EXERCISE AIM:
Nothing but the lines from the one containing "One dot per instance of the soft-boiled" through the end of the material should be restated, and each exactly.

DATA FOR PROCESSING:
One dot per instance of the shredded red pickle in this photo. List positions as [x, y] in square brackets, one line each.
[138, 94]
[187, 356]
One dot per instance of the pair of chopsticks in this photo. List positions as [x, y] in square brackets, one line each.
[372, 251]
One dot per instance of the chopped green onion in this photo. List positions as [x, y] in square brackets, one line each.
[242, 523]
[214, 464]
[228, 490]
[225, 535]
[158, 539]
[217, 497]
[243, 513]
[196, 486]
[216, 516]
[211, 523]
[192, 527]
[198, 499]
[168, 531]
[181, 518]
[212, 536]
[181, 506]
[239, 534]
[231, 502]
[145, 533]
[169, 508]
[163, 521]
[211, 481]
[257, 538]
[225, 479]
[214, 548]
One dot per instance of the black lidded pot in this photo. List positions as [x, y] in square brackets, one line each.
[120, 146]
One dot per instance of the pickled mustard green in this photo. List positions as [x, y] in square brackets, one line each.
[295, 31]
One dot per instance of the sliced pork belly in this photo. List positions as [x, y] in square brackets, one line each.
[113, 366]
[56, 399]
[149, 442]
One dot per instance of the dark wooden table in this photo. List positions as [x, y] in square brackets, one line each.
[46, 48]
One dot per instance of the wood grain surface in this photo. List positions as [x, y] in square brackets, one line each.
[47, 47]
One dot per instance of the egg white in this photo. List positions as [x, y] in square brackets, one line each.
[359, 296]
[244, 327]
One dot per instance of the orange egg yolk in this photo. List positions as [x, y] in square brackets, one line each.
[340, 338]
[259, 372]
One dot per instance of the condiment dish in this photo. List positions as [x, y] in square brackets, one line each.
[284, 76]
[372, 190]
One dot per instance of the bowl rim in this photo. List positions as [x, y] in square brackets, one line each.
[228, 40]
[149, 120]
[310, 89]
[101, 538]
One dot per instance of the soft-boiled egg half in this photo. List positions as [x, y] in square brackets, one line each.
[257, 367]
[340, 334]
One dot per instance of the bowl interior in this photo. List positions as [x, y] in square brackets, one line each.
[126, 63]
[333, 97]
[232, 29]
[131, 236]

RESPONSE TO THE TASK:
One dot per instance of the soft-boiled egg half in this photo. List positions as [x, y] in square brackets, one line each.
[257, 367]
[340, 334]
One dot per instance of the bowl interior in this photo. List positions as [x, y] in square brackets, one line each.
[126, 63]
[333, 97]
[232, 29]
[131, 236]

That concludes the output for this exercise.